Photo-based referring expression data:
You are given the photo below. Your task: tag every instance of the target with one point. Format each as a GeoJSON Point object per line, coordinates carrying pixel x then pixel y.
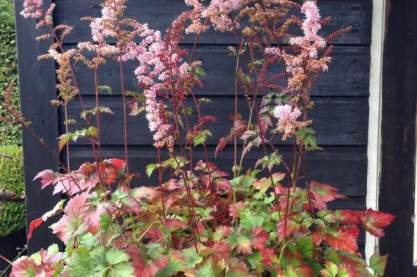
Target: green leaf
{"type": "Point", "coordinates": [306, 247]}
{"type": "Point", "coordinates": [255, 260]}
{"type": "Point", "coordinates": [92, 112]}
{"type": "Point", "coordinates": [201, 137]}
{"type": "Point", "coordinates": [207, 270]}
{"type": "Point", "coordinates": [378, 264]}
{"type": "Point", "coordinates": [150, 168]}
{"type": "Point", "coordinates": [174, 266]}
{"type": "Point", "coordinates": [90, 132]}
{"type": "Point", "coordinates": [115, 256]}
{"type": "Point", "coordinates": [249, 220]}
{"type": "Point", "coordinates": [105, 89]}
{"type": "Point", "coordinates": [191, 258]}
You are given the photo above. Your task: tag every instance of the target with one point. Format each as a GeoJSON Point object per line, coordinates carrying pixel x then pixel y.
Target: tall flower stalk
{"type": "Point", "coordinates": [264, 218]}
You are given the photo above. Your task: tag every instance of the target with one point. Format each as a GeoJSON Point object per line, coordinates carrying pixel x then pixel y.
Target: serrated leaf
{"type": "Point", "coordinates": [150, 168]}
{"type": "Point", "coordinates": [378, 264]}
{"type": "Point", "coordinates": [115, 256]}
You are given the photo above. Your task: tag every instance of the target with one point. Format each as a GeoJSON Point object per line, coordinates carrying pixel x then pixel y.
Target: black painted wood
{"type": "Point", "coordinates": [338, 121]}
{"type": "Point", "coordinates": [348, 75]}
{"type": "Point", "coordinates": [160, 13]}
{"type": "Point", "coordinates": [341, 96]}
{"type": "Point", "coordinates": [324, 166]}
{"type": "Point", "coordinates": [397, 190]}
{"type": "Point", "coordinates": [37, 88]}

# [Task description]
An exact copy of the records above is needed, with the pictures removed.

# [Result of the task]
You are given the photo below. Your task: tag every instance of the target with one point. Format each as a GeoJSON Point object per line, coordinates carrying pixel x then pixel y.
Target: green leaf
{"type": "Point", "coordinates": [306, 247]}
{"type": "Point", "coordinates": [255, 260]}
{"type": "Point", "coordinates": [92, 112]}
{"type": "Point", "coordinates": [201, 137]}
{"type": "Point", "coordinates": [207, 270]}
{"type": "Point", "coordinates": [378, 264]}
{"type": "Point", "coordinates": [150, 168]}
{"type": "Point", "coordinates": [174, 266]}
{"type": "Point", "coordinates": [90, 132]}
{"type": "Point", "coordinates": [115, 256]}
{"type": "Point", "coordinates": [249, 220]}
{"type": "Point", "coordinates": [105, 89]}
{"type": "Point", "coordinates": [191, 258]}
You are given the photo above. Your task: tag every instance of the target with one point. Format each as a GeoJSON Point object per line, coordinates carrying pixel x then pixel y.
Target: tall flower stalk
{"type": "Point", "coordinates": [264, 218]}
You are given the photo above. Your task: tag every instance of the target with one point. Format each as a GeoJSON Point object per line, coordinates carrying pixel x then pixel y.
Target: serrated leaf
{"type": "Point", "coordinates": [150, 168]}
{"type": "Point", "coordinates": [378, 264]}
{"type": "Point", "coordinates": [115, 256]}
You are given the photo above. Your task: tag every instance of the target with one point. Format each as a GeoJSON Point object per line, coordinates carrying pixel x then pixel y.
Target: black painted wood
{"type": "Point", "coordinates": [338, 121]}
{"type": "Point", "coordinates": [348, 75]}
{"type": "Point", "coordinates": [160, 13]}
{"type": "Point", "coordinates": [341, 96]}
{"type": "Point", "coordinates": [324, 166]}
{"type": "Point", "coordinates": [397, 190]}
{"type": "Point", "coordinates": [37, 88]}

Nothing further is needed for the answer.